Exercise 1: List every place name that appears in the rent and mortgage discussion.
Exercise 2: Go on with the rent-versus-mortgage discussion from where it stops.

Selected excerpt:
--------------------

Here in Huntsville, they are building thousands of new apartments...tens of thousands...and 2 bedroom apartments in these new upscale places are going for $1500-$2000 a month....
I have a 3400 sq ft 5 BR 4 bath home that was built in 2004..my mortgage payment is $1480...and my escrow payment is $493 a month... (around $1950 a month payment)
So what is the better deal...go buy a house..it’s cheaper.
Another suggestion I can make is that, if you know fellow renters that you can trust with your life, form a REIT and buy a house and share the costs.
Yup—we live in a world that is a tangle of federal, state, local jurisdictions with all kinds or laws, ordinances, zoning stuff....it goes on and on....
A tough lawyer who wants to do the hard work is so valuable.
Alabama Landlord Tenant Rights
According to this section though, they cannot raise your rent during the lease term unless the lease agreement allows for it.
Check with your state, county and city tenant laws.
Current Mortgage rate info:
Forbes
https://www.forbes.com/advisor/mortgages/mortgage-rates/
Did your apartment have renovations done?
there is billboard in Houston for a cowboy hat wearing lawyer whose last name is Dick. His slogan is “When you need a lawyer, you need a real dick!” He needs someone like that.
Perfect—lol.
I must live in a decent area. city of 25,000. You can get a nice apartment from anywhere from 350 to 500 dollars a month. My two-story house mortgage payment was $500 a month.
Rent isn’t arbitrary. These days most landlords of multifamily housing set rent using yield control software. The purpose of the software is to... you guessed it.. maximize ‘yield’ (= profit). Yieldstar is one of the most popular.

--------------------

Stored records:
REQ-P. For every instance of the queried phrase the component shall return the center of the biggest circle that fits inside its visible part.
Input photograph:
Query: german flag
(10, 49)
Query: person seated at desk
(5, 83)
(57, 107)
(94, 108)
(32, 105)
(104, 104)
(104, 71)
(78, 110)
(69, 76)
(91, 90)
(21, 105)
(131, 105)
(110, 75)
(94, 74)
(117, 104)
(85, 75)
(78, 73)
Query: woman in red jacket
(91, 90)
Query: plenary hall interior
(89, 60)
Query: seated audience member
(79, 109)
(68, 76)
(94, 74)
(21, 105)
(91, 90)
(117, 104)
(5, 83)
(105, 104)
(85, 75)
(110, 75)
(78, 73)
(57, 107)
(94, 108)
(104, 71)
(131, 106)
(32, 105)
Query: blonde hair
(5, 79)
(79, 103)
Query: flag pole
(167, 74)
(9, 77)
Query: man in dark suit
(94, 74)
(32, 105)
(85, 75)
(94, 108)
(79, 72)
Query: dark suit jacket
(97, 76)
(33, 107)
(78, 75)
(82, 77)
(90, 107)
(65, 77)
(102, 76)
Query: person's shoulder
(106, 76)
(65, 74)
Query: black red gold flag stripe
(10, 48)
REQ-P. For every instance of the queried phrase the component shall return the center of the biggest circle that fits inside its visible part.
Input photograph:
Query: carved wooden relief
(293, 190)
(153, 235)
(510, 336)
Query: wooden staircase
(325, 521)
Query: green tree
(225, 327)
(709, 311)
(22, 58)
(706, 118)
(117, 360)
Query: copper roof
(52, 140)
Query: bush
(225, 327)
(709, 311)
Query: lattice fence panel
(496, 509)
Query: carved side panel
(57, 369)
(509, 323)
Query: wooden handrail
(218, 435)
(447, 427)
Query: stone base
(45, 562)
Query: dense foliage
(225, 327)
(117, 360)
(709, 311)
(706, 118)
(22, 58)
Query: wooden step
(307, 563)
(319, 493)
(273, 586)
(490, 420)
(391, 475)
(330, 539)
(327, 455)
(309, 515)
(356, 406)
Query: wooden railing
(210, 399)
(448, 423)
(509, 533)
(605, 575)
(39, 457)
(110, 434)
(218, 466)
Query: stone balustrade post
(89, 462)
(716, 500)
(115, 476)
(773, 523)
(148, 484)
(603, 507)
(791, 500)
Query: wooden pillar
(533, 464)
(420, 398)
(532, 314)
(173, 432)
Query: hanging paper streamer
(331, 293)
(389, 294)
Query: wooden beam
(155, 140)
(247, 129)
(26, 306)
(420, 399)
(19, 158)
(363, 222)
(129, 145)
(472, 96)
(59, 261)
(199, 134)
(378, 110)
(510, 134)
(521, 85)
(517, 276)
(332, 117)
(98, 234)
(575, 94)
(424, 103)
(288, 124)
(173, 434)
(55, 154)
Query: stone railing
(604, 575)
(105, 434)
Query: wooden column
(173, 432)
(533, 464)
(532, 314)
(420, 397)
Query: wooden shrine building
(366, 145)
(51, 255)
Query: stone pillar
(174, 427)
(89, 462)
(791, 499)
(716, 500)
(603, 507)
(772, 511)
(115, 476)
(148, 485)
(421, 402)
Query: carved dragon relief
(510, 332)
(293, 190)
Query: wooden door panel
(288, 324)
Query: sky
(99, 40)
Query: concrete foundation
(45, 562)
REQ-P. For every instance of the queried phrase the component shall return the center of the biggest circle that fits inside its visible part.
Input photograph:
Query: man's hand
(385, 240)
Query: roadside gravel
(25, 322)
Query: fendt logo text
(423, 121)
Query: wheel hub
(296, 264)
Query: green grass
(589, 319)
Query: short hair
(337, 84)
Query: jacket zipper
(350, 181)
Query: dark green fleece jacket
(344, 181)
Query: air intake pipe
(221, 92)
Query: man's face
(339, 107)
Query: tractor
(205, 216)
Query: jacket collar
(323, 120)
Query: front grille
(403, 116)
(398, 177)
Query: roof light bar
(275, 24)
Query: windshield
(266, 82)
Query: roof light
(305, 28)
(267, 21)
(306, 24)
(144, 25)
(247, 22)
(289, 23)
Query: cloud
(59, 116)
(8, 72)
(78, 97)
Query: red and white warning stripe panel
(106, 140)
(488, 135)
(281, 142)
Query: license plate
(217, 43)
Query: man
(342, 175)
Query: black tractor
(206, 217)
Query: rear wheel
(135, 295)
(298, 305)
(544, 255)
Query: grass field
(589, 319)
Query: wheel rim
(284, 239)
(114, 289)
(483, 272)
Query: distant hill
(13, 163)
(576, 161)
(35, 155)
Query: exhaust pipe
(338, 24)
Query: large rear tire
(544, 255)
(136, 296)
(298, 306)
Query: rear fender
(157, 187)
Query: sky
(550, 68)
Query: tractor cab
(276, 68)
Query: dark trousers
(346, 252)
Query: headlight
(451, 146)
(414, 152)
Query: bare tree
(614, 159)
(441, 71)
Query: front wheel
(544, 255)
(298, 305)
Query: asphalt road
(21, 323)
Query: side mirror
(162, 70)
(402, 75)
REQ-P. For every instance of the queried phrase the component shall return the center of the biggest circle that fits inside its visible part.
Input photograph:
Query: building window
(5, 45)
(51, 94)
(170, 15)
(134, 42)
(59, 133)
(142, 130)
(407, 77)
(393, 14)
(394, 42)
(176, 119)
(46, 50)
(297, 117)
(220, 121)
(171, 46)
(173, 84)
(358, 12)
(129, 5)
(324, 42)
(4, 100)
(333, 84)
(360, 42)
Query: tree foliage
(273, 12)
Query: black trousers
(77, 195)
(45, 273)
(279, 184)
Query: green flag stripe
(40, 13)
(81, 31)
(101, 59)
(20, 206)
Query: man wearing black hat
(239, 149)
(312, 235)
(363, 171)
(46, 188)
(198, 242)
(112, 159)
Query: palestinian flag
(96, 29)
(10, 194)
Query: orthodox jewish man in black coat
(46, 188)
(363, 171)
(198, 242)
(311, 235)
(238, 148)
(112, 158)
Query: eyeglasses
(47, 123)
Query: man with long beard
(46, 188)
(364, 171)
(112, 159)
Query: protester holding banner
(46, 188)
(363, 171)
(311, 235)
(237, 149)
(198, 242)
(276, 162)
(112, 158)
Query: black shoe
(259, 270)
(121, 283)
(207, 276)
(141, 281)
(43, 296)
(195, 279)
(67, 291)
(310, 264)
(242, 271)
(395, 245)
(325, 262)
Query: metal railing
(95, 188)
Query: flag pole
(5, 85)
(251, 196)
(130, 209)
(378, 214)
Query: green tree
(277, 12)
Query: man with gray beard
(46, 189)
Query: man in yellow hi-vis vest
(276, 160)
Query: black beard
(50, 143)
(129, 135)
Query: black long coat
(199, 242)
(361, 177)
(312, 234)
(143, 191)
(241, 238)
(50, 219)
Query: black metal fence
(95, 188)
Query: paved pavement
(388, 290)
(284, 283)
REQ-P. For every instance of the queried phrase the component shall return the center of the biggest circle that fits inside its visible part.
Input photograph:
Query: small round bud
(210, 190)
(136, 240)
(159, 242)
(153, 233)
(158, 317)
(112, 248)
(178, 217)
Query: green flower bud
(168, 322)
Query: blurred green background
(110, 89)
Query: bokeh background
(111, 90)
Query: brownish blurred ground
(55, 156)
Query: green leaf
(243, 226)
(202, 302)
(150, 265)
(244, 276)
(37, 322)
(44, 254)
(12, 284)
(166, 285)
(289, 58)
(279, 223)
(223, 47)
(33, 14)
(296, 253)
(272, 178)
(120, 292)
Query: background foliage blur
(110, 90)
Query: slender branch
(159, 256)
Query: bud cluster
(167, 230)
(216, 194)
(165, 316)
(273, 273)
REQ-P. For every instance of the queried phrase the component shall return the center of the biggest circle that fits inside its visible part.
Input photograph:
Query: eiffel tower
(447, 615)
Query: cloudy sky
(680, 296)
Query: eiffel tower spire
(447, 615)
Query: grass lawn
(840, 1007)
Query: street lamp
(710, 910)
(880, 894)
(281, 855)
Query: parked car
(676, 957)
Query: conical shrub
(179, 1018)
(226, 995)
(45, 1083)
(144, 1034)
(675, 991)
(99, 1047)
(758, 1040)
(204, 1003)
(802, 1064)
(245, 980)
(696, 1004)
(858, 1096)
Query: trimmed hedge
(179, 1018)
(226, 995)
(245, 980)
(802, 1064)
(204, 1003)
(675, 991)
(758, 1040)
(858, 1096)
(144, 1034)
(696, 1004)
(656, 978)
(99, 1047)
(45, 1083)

--------------------

Expected answer 1:
- Huntsville
- Alabama
- Houston

Expected answer 2:
https://www.propublica.org/article/yieldstar-rent-increase-realpage-rent
what do comparable places go for???
The Sands Hotel in Reno. I used to stay there really cheap. Price started going up as the quality of the place went down. Neighborhood was dead.
Someone came in new and refurbished the whole neighborhood tearing down a lot of cheap motels. Put $100k into each of the sands hotel rooms.The whole hotel looks very upscale now. I don’t see how it was a worthwhile investment unless Reno begins thriving again. With gambling available in Ca. there’s less reason to go there.
What does it have to do with rents in Alabama? Somebody knows how to let places go to hell and clean up cheap for a profit. Just look at all the homes Blackrock is buying up. A bank can build government housing and rent it out for 30 years and then take it back. Local governments will administer the ‘affordable’ housing. The tenants come and go while the bank bides it’s time for the 30 years. When the building reverts back to bank ownership and the homeless advocates howl they get compensated somehow.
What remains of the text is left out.